→ TASK REQUIREMENTS:
The entries are to be duplicated exactly, though any picture in them must be omitted.

>>>

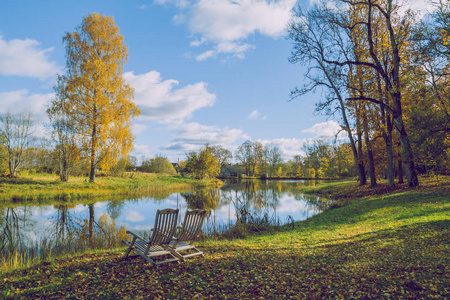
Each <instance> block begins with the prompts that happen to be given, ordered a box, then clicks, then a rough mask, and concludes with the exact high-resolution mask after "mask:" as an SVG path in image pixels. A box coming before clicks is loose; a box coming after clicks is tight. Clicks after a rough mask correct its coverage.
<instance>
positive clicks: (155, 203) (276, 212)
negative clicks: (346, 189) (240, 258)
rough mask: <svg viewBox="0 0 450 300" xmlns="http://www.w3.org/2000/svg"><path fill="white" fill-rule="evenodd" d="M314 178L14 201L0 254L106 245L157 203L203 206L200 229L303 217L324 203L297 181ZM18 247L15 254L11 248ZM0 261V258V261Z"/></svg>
mask: <svg viewBox="0 0 450 300" xmlns="http://www.w3.org/2000/svg"><path fill="white" fill-rule="evenodd" d="M313 184H316V182H315V181H259V180H241V181H226V182H225V184H224V185H223V186H222V188H220V189H196V190H192V191H190V192H187V193H181V194H171V195H168V196H167V195H165V196H164V198H163V199H159V198H160V197H156V198H155V197H153V198H148V197H144V198H139V199H122V200H114V201H99V202H96V203H87V204H83V203H80V204H77V203H73V204H55V205H44V206H25V205H24V206H17V205H16V206H14V205H11V204H9V205H10V206H9V207H4V208H2V209H0V222H1V225H2V227H1V232H0V257H1V258H2V259H3V261H5V260H11V259H13V258H14V257H16V260H17V257H19V260H20V259H22V260H23V261H29V260H30V259H32V258H33V257H41V258H45V255H47V256H50V255H55V254H56V255H59V254H62V253H72V252H77V251H82V250H83V249H86V248H108V247H114V246H116V245H119V244H120V241H121V240H122V239H123V238H126V234H125V228H126V230H132V231H136V232H139V233H141V234H145V233H147V232H148V231H149V230H150V228H151V227H152V226H153V224H154V221H155V220H154V218H155V214H156V210H157V209H164V208H179V209H180V211H181V214H180V219H179V222H181V219H182V216H184V212H185V211H186V210H187V209H207V210H208V211H209V212H210V214H209V217H208V220H207V222H206V223H205V231H207V232H209V233H215V232H217V231H221V230H223V229H224V228H227V227H230V226H232V225H234V224H237V223H241V224H249V223H252V224H254V223H257V222H260V223H261V222H262V223H266V224H269V223H270V224H276V225H278V224H285V223H287V222H292V221H300V220H304V219H306V218H308V217H310V216H312V215H314V214H316V213H318V212H321V211H323V210H324V209H326V208H327V206H328V205H329V201H327V200H326V199H322V198H320V197H317V196H312V195H305V194H303V193H301V192H300V189H299V187H303V186H305V185H313ZM17 252H19V254H20V255H18V254H17ZM0 264H1V261H0Z"/></svg>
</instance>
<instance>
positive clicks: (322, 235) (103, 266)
mask: <svg viewBox="0 0 450 300" xmlns="http://www.w3.org/2000/svg"><path fill="white" fill-rule="evenodd" d="M422 182H423V186H421V187H420V188H416V189H406V188H404V187H402V186H399V187H398V188H396V189H393V190H389V189H386V188H385V187H383V185H380V187H378V188H377V189H378V190H377V189H374V190H370V189H368V188H358V187H357V185H355V184H353V183H335V182H333V183H328V184H327V185H326V186H325V187H324V186H322V188H320V187H318V188H315V191H316V192H320V193H323V194H327V195H328V196H330V197H332V196H333V192H332V191H335V194H334V195H335V196H336V197H337V198H339V197H341V198H340V199H346V200H345V201H347V202H348V203H349V204H348V205H346V206H344V207H340V208H336V209H331V210H328V211H326V212H324V213H322V214H319V215H315V216H314V217H312V218H310V219H308V220H306V221H303V222H298V223H296V224H295V228H294V229H292V228H291V227H289V226H286V227H284V228H282V229H281V231H270V232H265V233H260V234H256V235H250V236H248V237H247V238H246V239H235V240H219V241H215V240H207V241H203V242H201V243H199V245H200V248H201V249H202V250H204V251H205V254H206V256H205V257H204V258H195V259H191V260H189V261H187V262H185V263H182V264H179V265H177V264H171V265H163V266H161V267H160V268H159V269H154V268H152V267H151V266H150V265H149V264H147V263H144V261H143V260H142V258H140V257H137V258H130V259H128V260H122V259H121V256H122V255H123V253H124V250H123V249H117V250H114V251H105V252H96V253H87V254H83V255H79V256H76V257H71V258H67V259H57V260H54V261H52V262H48V263H46V262H44V263H41V264H39V265H37V266H34V267H31V268H27V269H23V270H16V271H12V272H11V271H10V272H7V273H3V274H2V275H0V295H3V296H4V297H5V298H8V297H11V298H13V297H15V298H24V299H25V298H27V299H28V298H38V297H42V298H45V299H52V298H66V299H86V298H95V299H126V298H131V299H136V298H140V297H141V298H150V299H151V298H158V297H159V298H169V299H170V298H187V299H191V298H194V297H196V298H214V299H226V298H233V299H236V298H244V299H253V298H261V299H282V298H304V299H334V298H335V299H428V298H429V299H433V298H441V299H442V298H449V297H450V287H449V286H450V270H449V269H450V267H449V266H450V259H449V254H450V199H449V198H450V197H449V195H450V181H448V180H441V181H437V182H434V181H433V180H428V181H426V180H425V181H422ZM331 185H335V186H334V187H331ZM375 190H377V192H375ZM383 190H384V192H383ZM345 191H347V192H345ZM375 193H379V194H375ZM350 194H351V197H350V196H349V195H350ZM339 195H340V196H339Z"/></svg>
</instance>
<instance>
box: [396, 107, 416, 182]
mask: <svg viewBox="0 0 450 300" xmlns="http://www.w3.org/2000/svg"><path fill="white" fill-rule="evenodd" d="M393 121H394V124H395V127H396V129H397V133H398V138H399V140H400V145H401V147H402V157H403V163H404V164H405V173H406V179H407V180H408V186H409V187H415V186H418V185H419V179H418V178H417V173H416V166H415V163H414V156H413V152H412V148H411V144H410V142H409V137H408V135H407V133H406V129H405V126H404V125H403V120H402V118H401V116H400V117H398V116H397V118H394V120H393Z"/></svg>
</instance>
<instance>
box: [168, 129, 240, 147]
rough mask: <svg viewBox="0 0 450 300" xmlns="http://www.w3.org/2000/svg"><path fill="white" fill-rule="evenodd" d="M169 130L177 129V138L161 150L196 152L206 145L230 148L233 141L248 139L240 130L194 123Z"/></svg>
mask: <svg viewBox="0 0 450 300" xmlns="http://www.w3.org/2000/svg"><path fill="white" fill-rule="evenodd" d="M170 129H177V130H178V136H177V138H175V139H174V140H173V141H172V143H171V144H169V145H167V146H165V147H163V150H175V151H180V152H183V151H196V150H198V149H200V148H201V147H203V146H204V145H205V144H206V143H208V144H209V145H211V146H214V145H221V146H223V147H224V148H232V146H231V145H232V144H233V143H234V142H235V141H237V140H240V139H248V138H249V137H248V135H246V134H245V133H243V131H242V130H241V129H233V128H229V127H225V128H220V127H218V126H205V125H201V124H199V123H195V122H192V123H180V124H176V125H173V126H171V127H170Z"/></svg>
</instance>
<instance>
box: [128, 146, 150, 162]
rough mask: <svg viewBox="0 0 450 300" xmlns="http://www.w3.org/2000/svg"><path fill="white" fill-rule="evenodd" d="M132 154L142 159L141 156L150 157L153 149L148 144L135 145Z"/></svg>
mask: <svg viewBox="0 0 450 300" xmlns="http://www.w3.org/2000/svg"><path fill="white" fill-rule="evenodd" d="M132 155H134V156H136V158H138V159H140V158H141V157H143V156H144V157H150V155H151V151H150V148H149V146H148V145H133V151H132Z"/></svg>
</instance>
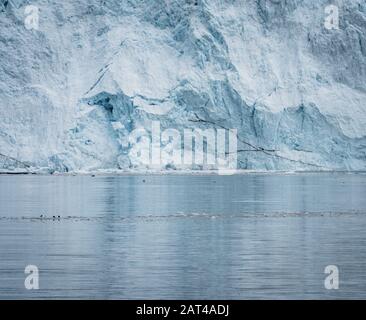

<<<

→ YOUR RESPONSE:
Each <instance> block begins with the prompts that happen to be given, ordered a box, then clicks, then a rough mask, and concludes with the exact high-resolution mask after "mask:" as an SVG path in image pixels. A box coming before clicks is loose; a box coming after clicks is tight. Clicks after a rough mask correct its coverage.
<instance>
positive clicks: (155, 203) (276, 212)
negative clicks: (346, 189) (240, 258)
rough mask: <svg viewBox="0 0 450 300" xmlns="http://www.w3.org/2000/svg"><path fill="white" fill-rule="evenodd" d="M314 178L14 201L0 254L106 245L157 203L203 206L200 229L303 217L324 203L297 181ZM18 247L15 254L11 248ZM0 261V258V261Z"/></svg>
mask: <svg viewBox="0 0 450 300" xmlns="http://www.w3.org/2000/svg"><path fill="white" fill-rule="evenodd" d="M313 184H316V182H315V181H259V180H241V181H226V182H225V184H224V185H223V186H222V188H220V189H196V190H192V191H190V192H187V193H181V194H171V195H168V196H167V195H165V196H164V198H163V199H159V198H160V197H156V198H155V197H153V198H148V197H144V198H139V199H122V200H114V201H99V202H96V203H87V204H83V203H80V204H77V203H73V204H55V205H44V206H25V205H24V206H17V205H16V206H14V205H11V204H9V205H10V206H9V207H4V208H2V209H0V222H1V225H2V227H1V232H0V257H1V258H2V259H3V261H5V260H11V259H13V258H14V257H16V260H17V257H19V260H20V259H22V260H23V261H29V260H30V259H32V258H33V257H41V258H45V255H47V256H50V255H55V254H56V255H59V254H62V253H72V252H77V251H82V250H83V249H86V248H108V247H114V246H116V245H119V244H120V241H121V240H122V239H123V238H126V234H125V228H126V230H132V231H136V232H139V233H141V234H145V233H147V232H148V231H149V230H150V228H151V227H152V226H153V224H154V221H155V220H154V218H155V214H156V210H157V209H164V208H179V209H180V211H181V214H180V219H179V222H181V219H182V216H184V212H185V211H186V210H187V209H207V210H208V211H209V212H210V214H209V217H208V220H207V222H206V223H205V231H207V232H209V233H215V232H217V231H221V230H223V229H224V228H227V227H230V226H232V225H234V224H237V223H241V224H249V223H252V224H254V223H257V222H260V223H261V222H262V223H266V224H269V223H270V224H276V225H278V224H285V223H287V222H292V221H300V220H304V219H306V218H308V217H310V216H312V215H314V214H316V213H318V212H321V211H323V210H324V209H326V208H327V206H328V205H329V201H327V200H326V199H322V198H320V197H317V196H312V195H305V194H303V193H301V192H300V189H299V187H303V186H305V185H313ZM17 252H19V254H20V255H18V254H17ZM0 264H1V261H0Z"/></svg>
</instance>
<instance>
positive clicks: (322, 235) (103, 266)
mask: <svg viewBox="0 0 450 300" xmlns="http://www.w3.org/2000/svg"><path fill="white" fill-rule="evenodd" d="M422 182H423V186H421V187H420V188H416V189H406V188H404V187H402V186H399V187H398V188H396V189H393V190H389V189H386V188H385V187H383V185H380V187H378V188H377V189H378V190H377V189H374V190H370V189H368V188H358V187H357V185H355V184H353V183H335V182H333V183H328V184H327V185H326V186H325V187H324V186H322V188H320V187H318V188H315V191H316V192H320V193H323V194H327V195H328V196H330V197H332V196H333V192H332V191H335V194H334V195H335V196H336V197H337V198H339V197H341V198H340V199H346V200H345V201H347V202H348V203H349V204H348V205H346V206H344V207H340V208H336V209H331V210H328V211H326V212H324V213H322V214H319V215H315V216H314V217H312V218H310V219H308V220H306V221H303V222H298V223H296V224H295V228H294V229H292V228H291V227H289V226H286V227H284V228H282V229H281V231H270V232H265V233H260V234H256V235H250V236H248V237H247V238H246V239H235V240H219V241H215V240H207V241H203V242H201V243H199V245H200V248H201V249H202V250H204V251H205V254H206V256H205V257H204V258H195V259H191V260H189V261H187V262H185V263H182V264H179V265H177V264H171V265H163V266H161V267H160V268H159V269H154V268H152V267H151V266H150V265H149V264H147V263H144V261H143V260H142V258H140V257H137V258H130V259H128V260H122V259H121V256H122V255H123V253H124V250H123V249H117V250H114V251H105V252H96V253H87V254H83V255H79V256H76V257H71V258H67V259H57V260H54V261H52V262H48V263H46V262H44V263H41V264H39V265H37V266H34V267H31V268H27V269H23V270H16V271H12V272H11V271H10V272H7V273H3V274H2V275H0V295H3V296H4V297H5V298H8V297H11V298H13V297H15V298H24V299H25V298H27V299H28V298H38V297H42V298H45V299H52V298H66V299H86V298H95V299H126V298H131V299H136V298H140V297H141V298H150V299H151V298H158V297H159V298H169V299H170V298H187V299H191V298H194V297H196V298H214V299H226V298H233V299H236V298H244V299H253V298H261V299H282V298H304V299H334V298H335V299H428V298H429V299H433V298H441V299H442V298H449V297H450V287H449V286H450V270H449V269H450V267H449V266H450V259H449V254H450V199H449V198H450V197H449V195H450V181H448V180H441V181H437V182H434V181H433V180H428V181H426V180H425V181H422ZM331 185H335V186H334V187H331ZM375 190H377V192H375ZM383 190H384V192H383ZM345 191H347V192H345ZM375 193H379V194H375ZM350 194H351V197H350V196H349V195H350ZM339 195H340V196H339Z"/></svg>
</instance>
<instance>
box: [396, 107, 416, 182]
mask: <svg viewBox="0 0 450 300" xmlns="http://www.w3.org/2000/svg"><path fill="white" fill-rule="evenodd" d="M393 121H394V124H395V127H396V129H397V133H398V138H399V140H400V145H401V147H402V157H403V163H404V164H405V173H406V179H407V180H408V186H409V187H415V186H418V185H419V179H418V178H417V173H416V166H415V163H414V156H413V152H412V148H411V144H410V142H409V137H408V135H407V133H406V129H405V126H404V125H403V120H402V118H401V116H400V117H398V116H397V118H394V120H393Z"/></svg>
</instance>
<instance>
box: [168, 129, 240, 147]
rough mask: <svg viewBox="0 0 450 300" xmlns="http://www.w3.org/2000/svg"><path fill="white" fill-rule="evenodd" d="M169 130L177 129V138L161 150L196 152L206 145L230 148L233 141L248 139L240 130L194 123Z"/></svg>
mask: <svg viewBox="0 0 450 300" xmlns="http://www.w3.org/2000/svg"><path fill="white" fill-rule="evenodd" d="M170 129H177V130H178V136H177V138H175V139H174V140H173V141H172V143H171V144H169V145H167V146H165V147H163V150H175V151H180V152H183V151H196V150H198V149H200V148H201V147H203V146H204V145H205V144H206V143H208V144H209V145H211V146H214V145H221V146H223V147H224V148H232V146H231V145H232V144H233V143H234V142H235V141H237V140H240V139H248V138H249V137H248V135H246V134H245V133H243V131H242V130H241V129H233V128H229V127H225V128H220V127H218V126H205V125H201V124H199V123H195V122H192V123H180V124H176V125H173V126H171V127H170Z"/></svg>
</instance>
<instance>
box: [128, 146, 150, 162]
rough mask: <svg viewBox="0 0 450 300" xmlns="http://www.w3.org/2000/svg"><path fill="white" fill-rule="evenodd" d="M132 154L142 159L141 156L150 157L153 149L148 144L135 145Z"/></svg>
mask: <svg viewBox="0 0 450 300" xmlns="http://www.w3.org/2000/svg"><path fill="white" fill-rule="evenodd" d="M132 155H134V156H136V158H138V159H140V158H141V157H143V156H144V157H150V155H151V151H150V148H149V146H148V145H133V151H132Z"/></svg>
</instance>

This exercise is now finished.